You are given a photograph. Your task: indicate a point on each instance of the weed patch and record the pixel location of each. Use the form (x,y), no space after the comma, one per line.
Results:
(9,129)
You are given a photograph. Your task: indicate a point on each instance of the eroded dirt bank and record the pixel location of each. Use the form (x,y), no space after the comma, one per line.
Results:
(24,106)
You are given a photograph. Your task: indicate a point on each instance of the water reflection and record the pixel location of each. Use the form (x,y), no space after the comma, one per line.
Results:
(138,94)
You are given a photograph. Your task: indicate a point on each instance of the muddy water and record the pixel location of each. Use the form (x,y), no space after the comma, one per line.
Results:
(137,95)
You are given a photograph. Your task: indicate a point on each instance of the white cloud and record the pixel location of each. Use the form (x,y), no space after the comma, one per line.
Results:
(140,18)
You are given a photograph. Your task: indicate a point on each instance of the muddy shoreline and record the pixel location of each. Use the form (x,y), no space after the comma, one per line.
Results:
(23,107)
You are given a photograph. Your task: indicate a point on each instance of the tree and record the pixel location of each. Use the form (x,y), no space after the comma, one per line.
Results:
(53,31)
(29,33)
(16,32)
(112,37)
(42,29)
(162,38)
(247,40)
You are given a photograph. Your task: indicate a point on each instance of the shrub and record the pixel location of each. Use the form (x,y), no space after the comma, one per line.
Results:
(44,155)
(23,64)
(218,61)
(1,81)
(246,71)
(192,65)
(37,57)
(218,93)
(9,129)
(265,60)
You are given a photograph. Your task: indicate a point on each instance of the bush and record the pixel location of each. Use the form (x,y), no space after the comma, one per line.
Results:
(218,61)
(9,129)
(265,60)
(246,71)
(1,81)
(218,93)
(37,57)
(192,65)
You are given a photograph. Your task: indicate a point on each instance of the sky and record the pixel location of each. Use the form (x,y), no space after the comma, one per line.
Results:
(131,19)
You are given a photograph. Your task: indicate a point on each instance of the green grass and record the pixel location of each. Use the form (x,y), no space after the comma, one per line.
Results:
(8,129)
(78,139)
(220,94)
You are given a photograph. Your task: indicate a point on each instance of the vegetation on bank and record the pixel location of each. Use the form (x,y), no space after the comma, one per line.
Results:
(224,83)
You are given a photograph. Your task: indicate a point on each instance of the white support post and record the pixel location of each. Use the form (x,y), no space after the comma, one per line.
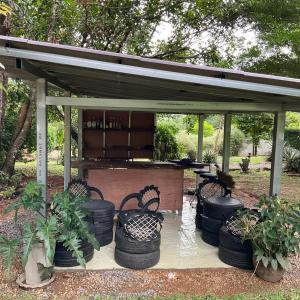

**What you need to do**. Copy all of the material above word for word, and leave the pictures out of your copy.

**Task answer**.
You are given a photograph. Your task: indicate a point on each instance of the weed patch and record the pixel location of each. Use the form (x,y), no space after the comma, one per line.
Results:
(9,129)
You are given a photograph. Your task: indicate a point on each instance of the eroded dirt bank and record the pixel location of each. Use the form (x,y), no space after the comma, one per line.
Results:
(24,106)
You are given a photograph. Your task: indicate a point on each instance of the water reflection and record the pixel location of each. Use the form (x,y), no space after the comma, one per line.
Results:
(138,94)
You are given a photograph. Your task: indicate a point on each instance of the muddy water and record the pixel location of each. Use the form (x,y), no space after the comma, one per line.
Results:
(137,95)
You are given a photograph. Your task: indicate a point on each instance of the white cloud and record the pixel location of each. Use the form (x,y), no space after the comma, one per line.
Results:
(140,18)
You are given a photograph. Your task: indicate a point on each instance of the muddy shoreline and record the pixel location of each. Use the form (x,y), no space after the comma, one per line.
Results:
(23,107)
You are given a photograph. Your task: indicate a point on each instance of the tree and record the pixel location of each. Use the form (x,y), no space after the comma, one per line.
Results:
(53,31)
(29,33)
(16,32)
(112,37)
(42,29)
(162,38)
(247,40)
You are given a photograph. Your task: indicate a point on each instance of the shrub and record the pixel location of each. Use the form (x,y), no space after the comma, one per line.
Results:
(44,155)
(23,64)
(218,61)
(1,81)
(246,71)
(192,65)
(37,57)
(218,93)
(9,129)
(265,60)
You are given a photograph. Your task: indicate a point on each instance of the bush and record the pixel location of each. Use the form (x,y), no space after the comma, one per line.
Results:
(218,61)
(9,129)
(265,60)
(246,71)
(1,81)
(218,93)
(37,57)
(192,65)
You are given a photograph. Your task: indicate a point on each instance of the sky and record the pixel location of each. Use the form (x,y), no space after the comma, one per line.
Results:
(131,19)
You are given a photograph. Your task: indicate a point on each instance of the green grass and record the pixel location of each. Use the form (x,y), no space after the comma, one per line.
Results:
(8,129)
(78,139)
(220,94)
You are given a photograph. Your task: indicate a point on each instance of the vegetation on bank and record the pixel location of each. Use the form (x,y), no space after the comma, one per line.
Results:
(224,83)
You are given a photograph. Your task: indicate a point on each instance of the white support post and record the pixel location of each. Use the form (x,y), no space after the comma, one per line.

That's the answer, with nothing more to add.